FDA Issues Contact Lens Guide for Children & Teens

Some kids have vision correction needs from a very young age, such as 6 or even younger. Fortunately at-school vision tests are detecting myopia, hyperopia, and astigmatism at younger ages than ever, but once vision needs are detected, parents have to make a decision about what type of correction their child should have.

Many children are content with glasses, and may even like the chance to wear stylish frames, but other children will want to wear contact lenses. If your child is asking to get contact lenses, the FDA has created a page that can help you make the decision about whether your child should have contact lenses.

What’s the Right Age?

So, when is your child old enough for contact lenses? That is a difficult question, but most eye doctors don’t recommend contacts for children less than 12. Most of the benefits of contacts, such as improvement in sports and self-perception, increase after this age, and the risk tends to go down.

However, you also need to make sure your child is mature enough for contact lenses. This means they have to be good at following directions and capable of maintaining a contact lens cleaning routine. To determine whether your child is mature enough, look at how well your child does many basic hygiene activities. Do they tend to thoroughly clean their hands and face? Do they brush and floss their teeth regularly? Can they keep their hair neat if they choose to?

Data below:
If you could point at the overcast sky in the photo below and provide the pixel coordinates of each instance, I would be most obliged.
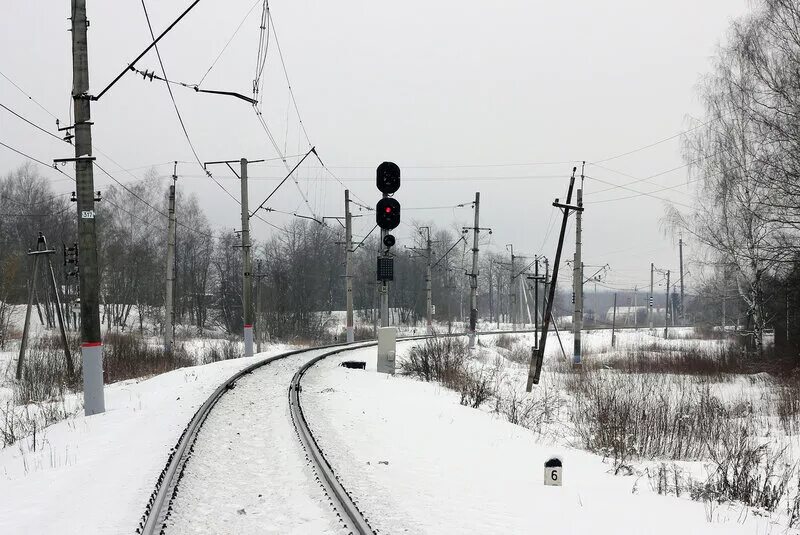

Task brief: Continue the article on the FDA's contact lens guide for children and teens, picking up after its final sentence.

Answer box:
Potential Dangers of Contact Lenses

According to a recent study, contact lenses account for about a fourth of children who go to the emergency room for complications of medical devices. The most common complications of contact lenses are infections and eye abrasions. To avoid these risks, it’s important to make sure your child is following good hygiene practices like:

  • Always wash hands and thoroughly dry before touching contact lenses
  • Clean your contact lenses only with materials recommended by your eye doctor
  • Don’t wear lenses for too long
  • Don’t wear someone else’s lenses
  • Don’t wear lenses not prescribed by y our eye doctor
  • Never put lenses in a red eye
  • Always report itching, burning, and irritation

Complications associated with contact lenses are potentially serious and can threaten a child’s vision, so take the time to evaluate your child’s maturity before allowing them to wear contact lenses.  And keep watch to make sure they’re following proper hygiene. You should also watch for red eyes and inflammation in your child, and if you see it, recommend your child stop wearing contact lenses until you see your eye doctor.